◆ What the task asks:
Reproduce each of the following lines verbatim, without any alteration.

◆ Records for processing:
○ ○ ○ ○ ○

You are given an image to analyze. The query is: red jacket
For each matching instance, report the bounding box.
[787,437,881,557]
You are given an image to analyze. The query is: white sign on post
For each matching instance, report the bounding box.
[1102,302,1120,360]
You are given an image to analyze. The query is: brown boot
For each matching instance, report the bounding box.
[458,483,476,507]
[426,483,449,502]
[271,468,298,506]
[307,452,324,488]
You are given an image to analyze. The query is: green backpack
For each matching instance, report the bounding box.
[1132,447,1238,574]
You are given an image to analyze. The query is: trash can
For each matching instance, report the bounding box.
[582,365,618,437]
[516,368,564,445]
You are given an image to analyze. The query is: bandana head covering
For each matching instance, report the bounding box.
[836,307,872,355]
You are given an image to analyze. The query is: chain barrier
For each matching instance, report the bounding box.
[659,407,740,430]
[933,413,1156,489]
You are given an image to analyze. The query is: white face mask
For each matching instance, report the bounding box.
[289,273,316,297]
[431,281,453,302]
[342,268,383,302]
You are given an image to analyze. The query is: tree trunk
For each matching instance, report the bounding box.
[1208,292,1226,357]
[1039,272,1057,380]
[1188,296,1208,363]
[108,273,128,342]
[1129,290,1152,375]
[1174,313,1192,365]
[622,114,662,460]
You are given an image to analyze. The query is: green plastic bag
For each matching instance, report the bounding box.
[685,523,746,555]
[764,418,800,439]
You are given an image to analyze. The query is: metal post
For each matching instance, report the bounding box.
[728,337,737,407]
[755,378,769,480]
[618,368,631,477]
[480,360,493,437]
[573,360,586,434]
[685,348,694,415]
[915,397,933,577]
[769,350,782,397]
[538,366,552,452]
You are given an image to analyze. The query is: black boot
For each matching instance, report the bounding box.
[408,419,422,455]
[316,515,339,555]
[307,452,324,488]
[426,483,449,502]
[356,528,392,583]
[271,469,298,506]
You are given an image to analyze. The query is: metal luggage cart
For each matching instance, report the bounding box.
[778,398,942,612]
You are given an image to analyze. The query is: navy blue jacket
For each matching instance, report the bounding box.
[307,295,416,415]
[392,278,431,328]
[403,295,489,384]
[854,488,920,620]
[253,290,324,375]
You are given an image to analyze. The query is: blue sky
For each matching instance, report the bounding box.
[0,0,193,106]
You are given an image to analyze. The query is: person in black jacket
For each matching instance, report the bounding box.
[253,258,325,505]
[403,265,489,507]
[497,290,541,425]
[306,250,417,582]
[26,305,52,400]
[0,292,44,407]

○ ○ ○ ○ ○

◆ Reply to the exercise:
You are given an image to analyze. The query is: red jacket
For each matching instance, report the bounding box.
[787,437,881,557]
You are given an image to analyze. The query is: white sign on post
For each matching instance, report the bounding box.
[1102,302,1120,360]
You are given an image to analyze. The query is: brown boot
For each matching instance, report the bounding box.
[458,483,476,507]
[426,483,449,502]
[271,468,298,506]
[307,452,324,488]
You are given an image to analyze. The query is: green backpack
For each matching instance, report the bounding box.
[1132,447,1238,574]
You are given an image to analyze. The query is: trash can
For each matching instance, report the bounding box.
[582,365,618,437]
[516,368,564,445]
You are given an image to analyze. The query is: bandana head covering
For each matching instance, report the bounding box.
[836,307,872,355]
You are given an image to analyze. The query is: chain barrier
For each matching instance, report the bounding box.
[659,407,740,430]
[933,413,1156,489]
You are given an image to analyze. The query is: white face mask
For each matching instance, report the bounding box.
[289,273,316,297]
[431,281,453,302]
[342,268,383,302]
You are given an image to analyze. The query is: tree trunk
For each matching instance, report the bounding box.
[1208,292,1226,357]
[1039,272,1057,380]
[1188,296,1208,363]
[108,273,128,342]
[1129,290,1152,375]
[1174,313,1192,365]
[622,114,662,460]
You are given an image to analyze. The query is: green plastic bag
For each matching instance, report the bounding box.
[685,523,746,555]
[764,418,800,439]
You are given an image to analyze. The query is: metal post
For each matching instance, report the bounding box.
[728,337,737,407]
[755,378,769,480]
[618,368,631,477]
[480,360,493,437]
[573,360,586,434]
[685,348,694,415]
[915,397,933,577]
[769,350,782,397]
[538,366,552,452]
You are given an image to analyze. The query is: black boot
For each matching instance, report the bounding box.
[408,419,422,455]
[316,515,339,555]
[307,452,324,488]
[426,483,449,502]
[356,528,392,583]
[271,469,298,506]
You are given an image to analyze. The query is: metal luggage cart
For each matching instance, report the bounding box.
[778,398,942,612]
You are given an image to analyze. The query is: navy blue jacket
For each matching instance, report the bounding box.
[307,295,416,415]
[392,278,431,328]
[403,295,489,384]
[854,488,920,620]
[253,290,324,375]
You are given an image to analyze. The query is: blue sky
For each matching instance, report the bounding box.
[0,0,193,106]
You are given an image to analyze. The query is: person in black jacket
For each matching instance, report the bounding box.
[253,258,325,505]
[403,265,489,507]
[497,290,541,425]
[306,250,417,582]
[26,305,52,400]
[0,292,44,407]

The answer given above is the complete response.